_BRIEF A:_
Decide whether each statement below, marked (i), (ii) and (iii), agrees with the thread on partial string matching with %in% in R. Answer yes or no for each, and quote the words of the thread that settle it.

(i) Adding "(?i)" to the search string with %in% made every element of the vector FALSE.
(ii) The asker regards case sensitivity as the main concern.
(iii) The reply states that %in% is a wrapper for the match function.
_BRIEF B:_ Continue the thread on partial string matching with %in% in R, starting right after its last line.

_SELECTED TEXT:_
1

I'm curious to know if it is possible to do partial string matches using the %in% operator in R. I know that there are many ways to use stringr, etc. to find partial string matches, but my current code works easier using the %in% operator.

For instance, imagine this vector:

x <- c("Withdrawn", "withdrawn", "5-Withdrawn", "2-WITHDRAWN", "withdrawnn")

I want each of these to be TRUE because the string contains "Withdrawn", but only the first is TRUE:

x %in% c("Withdrawn")
[1]  TRUE FALSE FALSE FALSE FALSE

I tried using regex to at least make it case insensitive, but that made everything false:

x %in% c("(?i)Withdrawn")
[1] FALSE FALSE FALSE FALSE FALSE

So, is it possible to yield TRUE on all of these using the %in% operator with maybe a wrapper? Because it's easy to use tolower() or toupper(), I'm not as concerned with the case sensitivity; however, it is important to me that the code would trigger "withdrawn", "withdrawnn", and "5-withdrawn".

EDIT: This question was marked as a duplicate of this question Case-insensitive search of a list in R; however, it is different because it is asking if partial string matches are possible using the %in% operator. The linked question does not use the %in% operator at all.

J.Sabree
  • 2,280
  • 19
  • 48
  • 1
    Use `grep`/`grepl` with the regex, see [Case-insensitive search of a list in R](https://stackoverflow.com/questions/5671719/case-insensitive-search-of-a-list-in-r) – Wiktor Stribiżew Jun 18 '19 at 13:13
  • @WiktorStribiżew, I know that there are other ways to match strings, but this question is trying to see how it could be done using the %in% operator. The link that you sent does not discuss using the %in% operator. – J.Sabree Jun 18 '19 at 13:24
  • But https://stackoverflow.com/questions/40174604/r-in-operator-control-case-sensitivity?noredirect=1&lq=1 is closed with that exact question. So, it is a valid dupe. – Wiktor Stribiżew Jun 18 '19 at 13:29
  • @WiktorStribiżew, that one only asks for case sensitivity. Mine is asking primarily for partial string match using the %in% operator. In my request, I even mentioned that the case sensitivity was a minor request, and I can remove it if that will help make it not seem like a duplicate. – J.Sabree Jun 18 '19 at 13:33
  • Added [partial string matching - R](https://stackoverflow.com/questions/23901500/partial-string-matching-r) to the dupe links. Still, use grep/grepl. – Wiktor Stribiżew Jun 18 '19 at 13:34
  • 1
    @WiktorStribiżew I disagree. It’s sufficiently different that it doesn’t obviously apply without explanatory comment. – Konrad Rudolph Jun 18 '19 at 13:58

1 Answers1

7

%in% does not support this: It’s a wrapper for the match function, which uses equality comparison to establish matches, not regular expression matching. However, you can implement your own:

`%rin%` = function (pattern, list) {
     vapply(pattern, function (p) any(grepl(p, list)), logical(1L), USE.NAMES = FALSE)

_DATA PROVIDED:_
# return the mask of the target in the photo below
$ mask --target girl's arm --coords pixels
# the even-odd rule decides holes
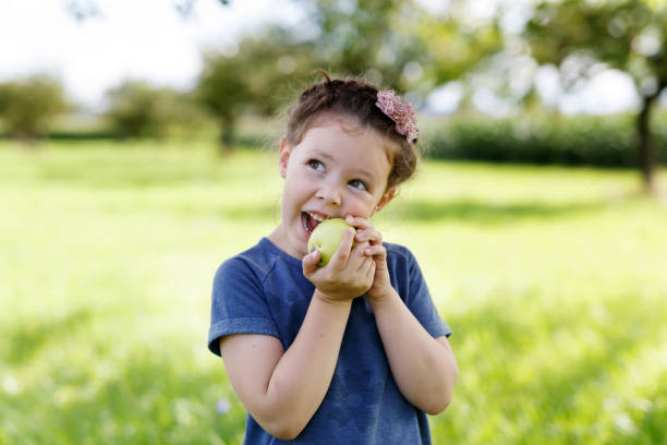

_FINAL RESULT A:_
(i) Yes: "I tried using regex to at least make it case insensitive, but that made everything false"
(ii) No: "Because it's easy to use tolower() or toupper(), I'm not as concerned with the case sensitivity"
(iii) Yes: "It’s a wrapper for the match function, which uses equality comparison to establish matches, not regular expression matching."

_FINAL RESULT B:_
}

And this can be used like %in%:

〉'^foo.*' %rin% c('foo', 'foobar')
[1] TRUE

Note that the result differs from your requirement to work as you’d expect from grepl: pattern matching is asymmetric, you can’t swap the left and right-hand side. If you just want to match a list against a single regular expression, use grepl directly:

〉grepl("(?i)Withdrawn", x)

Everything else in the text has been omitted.